=== Exercise aim ===
Output the data unchanged and complete, minus the images.

=== Listed records ===
↓↓↓

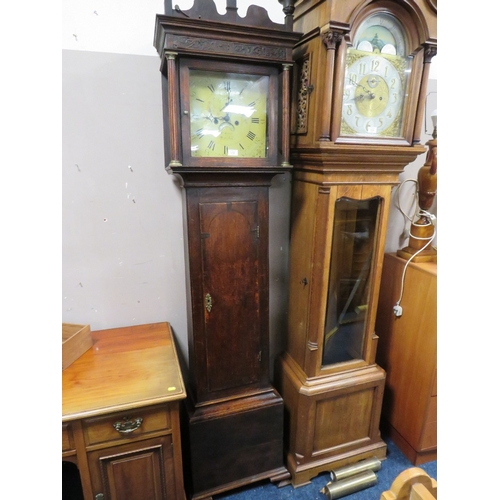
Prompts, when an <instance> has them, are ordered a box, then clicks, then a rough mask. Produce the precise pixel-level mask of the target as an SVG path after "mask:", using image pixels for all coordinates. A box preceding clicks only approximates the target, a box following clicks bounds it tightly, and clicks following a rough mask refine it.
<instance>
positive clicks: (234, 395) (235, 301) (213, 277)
mask: <svg viewBox="0 0 500 500" xmlns="http://www.w3.org/2000/svg"><path fill="white" fill-rule="evenodd" d="M186 190H187V193H186V202H187V203H186V207H187V217H186V220H187V221H188V222H187V225H188V228H187V229H188V232H187V238H188V241H189V243H188V244H189V248H190V252H189V254H190V258H189V283H190V299H191V300H190V304H191V309H192V315H191V317H192V328H190V331H191V333H190V335H189V352H190V361H189V364H190V366H191V367H192V371H193V373H194V377H193V380H192V382H193V383H192V384H191V386H192V388H193V391H194V393H195V400H196V404H197V405H200V404H203V403H206V402H208V401H215V400H221V399H223V398H228V397H235V396H241V395H242V394H248V393H252V392H253V393H255V392H256V391H259V390H260V389H269V388H270V384H269V368H268V363H269V354H268V344H269V339H268V337H269V335H268V331H269V306H268V302H269V296H268V295H269V292H268V281H269V277H268V265H267V262H268V187H267V186H252V185H251V184H250V185H249V186H248V187H246V188H242V187H232V186H219V187H199V186H198V187H190V182H189V181H188V186H187V187H186ZM194 332H196V333H195V335H194Z"/></svg>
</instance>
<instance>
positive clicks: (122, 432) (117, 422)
mask: <svg viewBox="0 0 500 500" xmlns="http://www.w3.org/2000/svg"><path fill="white" fill-rule="evenodd" d="M141 424H142V418H140V417H138V418H134V419H131V418H130V417H123V421H121V420H120V421H118V422H115V423H114V424H113V427H114V428H115V429H116V430H117V431H118V432H121V433H122V434H128V433H129V432H134V431H135V430H137V429H138V428H139V427H140V426H141Z"/></svg>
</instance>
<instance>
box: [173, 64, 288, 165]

↑↑↑

=== Response area ===
Prompts, when an <instance> has them, are ordered a box, then clicks, then a rough mask. Produce the precise pixel-level mask of the target as an SVG path after "mask:", using image pixels for all coordinates. A box preceding clicks only approximates the target, a box following clicks bounds it tightly, and clicks following a rough mask refine it.
<instance>
positive clicks: (234, 395) (235, 301) (213, 277)
mask: <svg viewBox="0 0 500 500" xmlns="http://www.w3.org/2000/svg"><path fill="white" fill-rule="evenodd" d="M186 190H187V193H186V202H187V203H186V207H187V217H186V220H187V221H188V222H187V225H188V228H187V229H188V232H187V238H188V241H189V243H188V244H189V248H190V252H189V254H190V258H189V283H190V299H191V300H190V304H191V309H192V315H191V317H192V328H190V331H191V333H190V335H189V352H190V361H189V364H190V366H191V367H192V371H193V373H194V377H193V380H192V382H193V383H192V384H191V386H192V388H193V391H194V393H195V400H196V404H197V405H200V404H203V403H206V402H208V401H215V400H221V399H223V398H228V397H235V396H241V395H242V394H248V393H252V392H253V393H255V392H256V391H259V390H260V389H269V388H270V384H269V368H268V363H269V354H268V344H269V339H268V337H269V335H268V331H269V306H268V302H269V296H268V295H269V292H268V281H269V277H268V265H267V262H268V187H267V186H252V185H251V184H250V185H249V186H248V187H246V188H242V187H232V186H219V187H199V186H198V187H190V182H189V181H188V186H187V187H186ZM194 332H196V333H195V335H194Z"/></svg>
</instance>
<instance>
positive clicks: (122, 432) (117, 422)
mask: <svg viewBox="0 0 500 500" xmlns="http://www.w3.org/2000/svg"><path fill="white" fill-rule="evenodd" d="M141 424H142V418H140V417H138V418H134V419H131V418H130V417H123V421H121V420H120V421H118V422H115V423H114V424H113V427H114V428H115V429H116V430H117V431H118V432H121V433H122V434H128V433H129V432H134V431H135V430H137V429H138V428H139V427H140V426H141Z"/></svg>
</instance>
<instance>
box: [173, 64, 288, 165]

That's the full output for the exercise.